Work task: Copy all of the entries below word for word, leaving out the pictures.

[[ Records supplied, beginning ]]

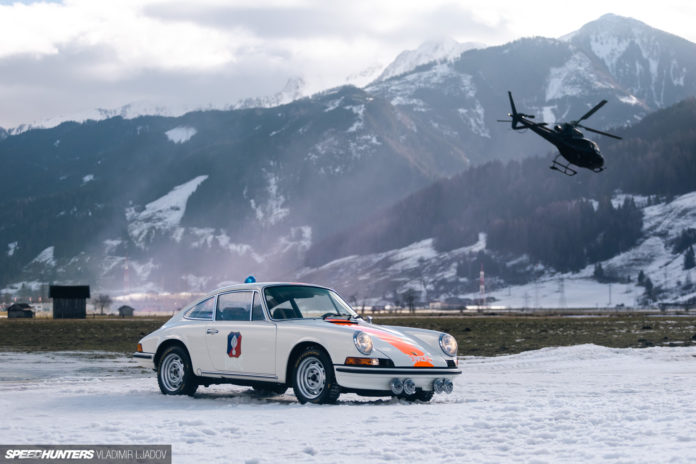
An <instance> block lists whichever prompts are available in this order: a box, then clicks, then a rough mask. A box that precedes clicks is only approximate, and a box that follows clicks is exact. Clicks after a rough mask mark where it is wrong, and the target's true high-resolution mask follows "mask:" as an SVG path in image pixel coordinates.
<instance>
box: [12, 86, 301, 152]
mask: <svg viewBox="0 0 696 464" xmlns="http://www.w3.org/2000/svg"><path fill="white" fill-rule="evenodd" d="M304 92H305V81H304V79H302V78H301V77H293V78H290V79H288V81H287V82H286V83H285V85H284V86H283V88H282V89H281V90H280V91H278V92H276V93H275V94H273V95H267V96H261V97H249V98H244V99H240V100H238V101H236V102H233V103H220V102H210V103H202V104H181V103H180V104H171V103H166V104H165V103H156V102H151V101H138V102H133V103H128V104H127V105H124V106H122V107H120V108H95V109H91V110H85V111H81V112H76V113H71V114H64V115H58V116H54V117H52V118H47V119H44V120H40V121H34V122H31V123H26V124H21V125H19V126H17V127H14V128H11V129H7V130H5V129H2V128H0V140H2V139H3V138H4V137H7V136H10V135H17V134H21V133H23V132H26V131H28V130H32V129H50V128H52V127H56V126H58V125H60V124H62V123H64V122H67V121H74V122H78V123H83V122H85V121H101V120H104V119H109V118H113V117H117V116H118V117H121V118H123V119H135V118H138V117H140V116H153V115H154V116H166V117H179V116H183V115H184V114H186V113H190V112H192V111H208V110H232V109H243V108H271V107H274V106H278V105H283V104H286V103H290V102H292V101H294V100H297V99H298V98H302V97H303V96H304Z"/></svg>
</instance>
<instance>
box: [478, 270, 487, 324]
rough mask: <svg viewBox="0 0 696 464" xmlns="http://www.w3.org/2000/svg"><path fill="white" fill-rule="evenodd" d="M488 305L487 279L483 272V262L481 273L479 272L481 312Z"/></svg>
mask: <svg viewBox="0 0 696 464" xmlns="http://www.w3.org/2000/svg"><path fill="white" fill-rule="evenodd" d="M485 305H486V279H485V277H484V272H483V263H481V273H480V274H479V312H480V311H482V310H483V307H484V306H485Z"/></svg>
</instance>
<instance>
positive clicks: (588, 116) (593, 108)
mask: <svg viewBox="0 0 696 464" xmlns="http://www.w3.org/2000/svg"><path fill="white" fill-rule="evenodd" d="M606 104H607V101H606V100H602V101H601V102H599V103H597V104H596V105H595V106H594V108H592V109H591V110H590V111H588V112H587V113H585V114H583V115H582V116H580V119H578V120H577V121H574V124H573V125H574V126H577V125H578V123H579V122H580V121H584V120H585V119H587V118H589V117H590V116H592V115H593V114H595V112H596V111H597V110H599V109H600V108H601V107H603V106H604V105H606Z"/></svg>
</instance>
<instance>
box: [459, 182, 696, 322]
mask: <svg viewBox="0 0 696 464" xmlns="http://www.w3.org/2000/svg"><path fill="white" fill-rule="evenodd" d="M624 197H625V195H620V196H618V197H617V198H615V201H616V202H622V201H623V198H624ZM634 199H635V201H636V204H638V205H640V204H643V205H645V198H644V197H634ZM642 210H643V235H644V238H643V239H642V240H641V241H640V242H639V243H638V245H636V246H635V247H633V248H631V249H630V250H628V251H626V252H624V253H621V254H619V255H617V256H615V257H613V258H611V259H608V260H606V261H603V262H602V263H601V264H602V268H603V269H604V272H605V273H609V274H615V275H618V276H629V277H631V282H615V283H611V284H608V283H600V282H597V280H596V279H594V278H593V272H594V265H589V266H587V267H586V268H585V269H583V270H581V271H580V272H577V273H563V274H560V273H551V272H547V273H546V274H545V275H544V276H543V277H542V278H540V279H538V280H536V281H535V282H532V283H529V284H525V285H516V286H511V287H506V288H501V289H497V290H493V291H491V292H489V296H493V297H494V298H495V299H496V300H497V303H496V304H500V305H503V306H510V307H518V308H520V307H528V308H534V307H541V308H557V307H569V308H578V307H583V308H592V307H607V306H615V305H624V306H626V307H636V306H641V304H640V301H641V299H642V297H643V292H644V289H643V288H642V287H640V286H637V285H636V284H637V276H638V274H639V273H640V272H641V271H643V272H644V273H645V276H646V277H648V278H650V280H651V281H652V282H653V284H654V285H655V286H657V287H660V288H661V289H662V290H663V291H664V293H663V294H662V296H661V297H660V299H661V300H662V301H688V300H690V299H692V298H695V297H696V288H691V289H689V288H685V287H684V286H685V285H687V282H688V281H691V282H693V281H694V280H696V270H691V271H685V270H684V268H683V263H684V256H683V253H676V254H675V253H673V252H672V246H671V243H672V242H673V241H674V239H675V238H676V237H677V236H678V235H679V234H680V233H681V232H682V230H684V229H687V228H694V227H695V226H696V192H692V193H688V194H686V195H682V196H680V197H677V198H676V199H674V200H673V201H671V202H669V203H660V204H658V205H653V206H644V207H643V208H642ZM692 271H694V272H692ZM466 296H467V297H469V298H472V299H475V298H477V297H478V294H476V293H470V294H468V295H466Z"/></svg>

[[ Records supplied, end ]]

Answer area:
An <instance> block lists whichever prompts are available in this order: a box, then clicks, then a rough mask. A box that precedes clicks is only approximate, and a box that follows clicks is exact. Clicks after a rough mask mark where it is wrong, and the target's true high-resolution mask follows "mask:" as an SVG path in image pixel coordinates.
<instance>
box: [12, 86, 301, 152]
mask: <svg viewBox="0 0 696 464" xmlns="http://www.w3.org/2000/svg"><path fill="white" fill-rule="evenodd" d="M304 92H305V81H304V79H302V78H301V77H293V78H290V79H288V81H287V82H286V83H285V85H284V86H283V88H282V89H281V90H280V91H278V92H276V93H275V94H273V95H267V96H261V97H249V98H244V99H240V100H238V101H236V102H233V103H220V102H210V103H202V104H181V103H180V104H171V103H166V104H165V103H156V102H151V101H138V102H133V103H128V104H127V105H124V106H122V107H120V108H95V109H91V110H85V111H81V112H76V113H71V114H64V115H58V116H54V117H52V118H47V119H44V120H40V121H34V122H31V123H26V124H21V125H19V126H17V127H14V128H11V129H7V130H5V129H2V128H0V140H2V139H3V138H4V137H7V136H10V135H17V134H21V133H23V132H26V131H28V130H32V129H50V128H52V127H56V126H58V125H60V124H62V123H64V122H67V121H74V122H78V123H83V122H85V121H101V120H104V119H109V118H113V117H117V116H118V117H121V118H123V119H135V118H138V117H140V116H153V115H154V116H166V117H179V116H183V115H184V114H186V113H190V112H192V111H208V110H232V109H243V108H271V107H274V106H278V105H283V104H286V103H290V102H292V101H294V100H297V99H298V98H302V97H303V96H304Z"/></svg>
</instance>
<instance>
box: [478, 270, 487, 324]
rough mask: <svg viewBox="0 0 696 464" xmlns="http://www.w3.org/2000/svg"><path fill="white" fill-rule="evenodd" d="M488 305L487 279L483 272V262L481 273L479 272L481 312Z"/></svg>
mask: <svg viewBox="0 0 696 464" xmlns="http://www.w3.org/2000/svg"><path fill="white" fill-rule="evenodd" d="M485 305H486V279H485V277H484V272H483V263H481V273H480V274H479V312H480V311H482V310H483V307H484V306H485Z"/></svg>
</instance>
<instance>
positive clicks: (588, 116) (593, 108)
mask: <svg viewBox="0 0 696 464" xmlns="http://www.w3.org/2000/svg"><path fill="white" fill-rule="evenodd" d="M606 104H607V101H606V100H602V101H601V102H599V103H597V104H596V105H595V106H594V108H592V109H591V110H590V111H588V112H587V113H585V114H583V115H582V116H580V119H578V120H577V121H574V124H573V125H574V126H577V125H578V123H579V122H580V121H584V120H585V119H587V118H589V117H590V116H592V115H593V114H595V112H596V111H597V110H599V109H600V108H601V107H603V106H604V105H606Z"/></svg>
</instance>
<instance>
box: [459, 182, 696, 322]
mask: <svg viewBox="0 0 696 464" xmlns="http://www.w3.org/2000/svg"><path fill="white" fill-rule="evenodd" d="M624 197H625V195H620V196H618V197H617V198H615V201H616V202H622V201H623V198H624ZM634 199H635V201H636V204H638V205H640V204H643V205H645V198H644V197H634ZM642 210H643V235H644V238H643V239H642V240H641V241H640V242H639V243H638V245H636V246H635V247H633V248H631V249H630V250H628V251H626V252H624V253H621V254H619V255H617V256H615V257H613V258H611V259H608V260H606V261H603V262H602V263H601V264H602V268H603V269H604V272H605V273H609V274H615V275H618V276H629V277H631V282H615V283H611V284H608V283H600V282H597V280H596V279H594V278H593V272H594V265H589V266H587V267H586V268H585V269H583V270H581V271H580V272H577V273H563V274H560V273H551V272H547V273H546V274H545V275H544V276H543V277H542V278H540V279H538V280H536V281H535V282H532V283H529V284H525V285H516V286H511V287H506V288H501V289H497V290H493V291H491V292H489V296H493V297H494V298H495V299H496V300H497V303H496V304H500V305H503V306H510V307H518V308H520V307H528V308H534V307H541V308H557V307H569V308H578V307H583V308H592V307H607V306H615V305H624V306H626V307H636V306H641V304H640V301H641V299H642V297H643V292H644V289H643V288H642V287H640V286H637V285H636V284H637V276H638V274H639V273H640V272H641V271H643V272H644V273H645V276H646V277H648V278H650V280H651V281H652V282H653V284H654V285H655V286H657V287H660V288H661V289H662V290H663V291H664V293H663V294H662V296H661V297H660V299H661V300H662V301H688V300H690V299H692V298H695V297H696V288H691V289H689V288H685V287H684V286H685V285H687V282H688V281H691V282H693V281H694V280H696V270H691V271H685V270H684V268H683V263H684V256H683V253H676V254H675V253H673V252H672V246H671V243H672V242H673V241H674V239H675V238H676V237H677V236H678V235H679V234H680V233H681V232H682V230H684V229H687V228H694V227H695V226H696V192H692V193H688V194H686V195H682V196H680V197H677V198H676V199H674V200H673V201H671V202H669V203H660V204H658V205H653V206H644V207H643V208H642ZM692 271H694V272H692ZM466 296H467V297H469V298H472V299H475V298H477V297H478V294H476V293H470V294H468V295H466Z"/></svg>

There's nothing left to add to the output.